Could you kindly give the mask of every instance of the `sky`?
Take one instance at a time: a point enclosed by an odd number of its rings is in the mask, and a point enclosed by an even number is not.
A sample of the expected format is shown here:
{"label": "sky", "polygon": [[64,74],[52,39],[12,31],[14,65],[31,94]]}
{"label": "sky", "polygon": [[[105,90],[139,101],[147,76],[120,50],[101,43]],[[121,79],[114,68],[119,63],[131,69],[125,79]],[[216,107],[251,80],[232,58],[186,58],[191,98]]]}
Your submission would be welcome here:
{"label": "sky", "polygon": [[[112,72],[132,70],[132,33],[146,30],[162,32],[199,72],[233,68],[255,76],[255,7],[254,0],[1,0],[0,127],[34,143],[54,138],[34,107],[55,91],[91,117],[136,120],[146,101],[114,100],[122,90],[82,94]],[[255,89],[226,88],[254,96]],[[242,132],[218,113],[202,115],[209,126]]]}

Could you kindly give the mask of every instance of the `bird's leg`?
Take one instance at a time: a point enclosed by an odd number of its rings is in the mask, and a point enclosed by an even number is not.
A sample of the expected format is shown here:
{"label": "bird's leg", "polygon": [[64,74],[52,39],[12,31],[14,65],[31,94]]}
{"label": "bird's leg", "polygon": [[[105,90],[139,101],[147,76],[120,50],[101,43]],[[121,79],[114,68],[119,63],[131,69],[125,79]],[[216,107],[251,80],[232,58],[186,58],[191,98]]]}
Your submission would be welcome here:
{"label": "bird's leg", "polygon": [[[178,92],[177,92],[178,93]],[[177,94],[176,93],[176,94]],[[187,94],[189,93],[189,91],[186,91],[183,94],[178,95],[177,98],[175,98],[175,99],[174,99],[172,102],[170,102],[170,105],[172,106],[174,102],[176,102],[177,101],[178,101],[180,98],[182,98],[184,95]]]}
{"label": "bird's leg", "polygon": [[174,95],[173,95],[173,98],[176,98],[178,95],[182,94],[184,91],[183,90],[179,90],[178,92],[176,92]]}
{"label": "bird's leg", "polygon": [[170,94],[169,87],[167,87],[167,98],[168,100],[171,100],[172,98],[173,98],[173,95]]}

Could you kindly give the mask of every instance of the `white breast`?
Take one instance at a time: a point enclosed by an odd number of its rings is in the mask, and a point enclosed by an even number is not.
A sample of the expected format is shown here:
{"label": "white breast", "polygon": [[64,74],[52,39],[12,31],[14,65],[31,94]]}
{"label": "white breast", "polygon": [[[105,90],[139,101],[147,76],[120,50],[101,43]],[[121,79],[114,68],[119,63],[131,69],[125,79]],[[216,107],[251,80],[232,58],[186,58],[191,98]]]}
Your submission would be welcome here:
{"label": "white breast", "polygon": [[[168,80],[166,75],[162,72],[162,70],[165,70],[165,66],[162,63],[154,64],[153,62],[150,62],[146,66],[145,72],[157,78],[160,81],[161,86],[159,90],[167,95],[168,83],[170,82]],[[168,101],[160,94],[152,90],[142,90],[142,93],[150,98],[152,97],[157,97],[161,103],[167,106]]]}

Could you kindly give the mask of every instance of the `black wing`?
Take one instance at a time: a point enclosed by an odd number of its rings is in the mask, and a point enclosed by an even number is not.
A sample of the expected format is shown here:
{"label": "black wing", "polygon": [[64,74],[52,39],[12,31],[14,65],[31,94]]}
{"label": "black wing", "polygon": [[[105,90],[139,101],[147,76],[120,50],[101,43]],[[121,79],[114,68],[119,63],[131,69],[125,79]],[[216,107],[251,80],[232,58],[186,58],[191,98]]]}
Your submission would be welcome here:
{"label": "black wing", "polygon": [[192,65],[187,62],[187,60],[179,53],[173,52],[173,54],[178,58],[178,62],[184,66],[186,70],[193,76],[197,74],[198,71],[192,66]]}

▶ [INSTRUCTIONS TO FOLLOW] List each line in the material above that contains the string "give". Matching is case-sensitive.

▶ [RESPONSE TO THIS EXERCISE]
Could you kindly give the mask of every instance of the `sky`?
Could you kindly give the mask of every instance of the `bird's leg`?
Could you kindly give the mask of every instance of the `white breast`?
Could you kindly give the mask of every instance of the `black wing`?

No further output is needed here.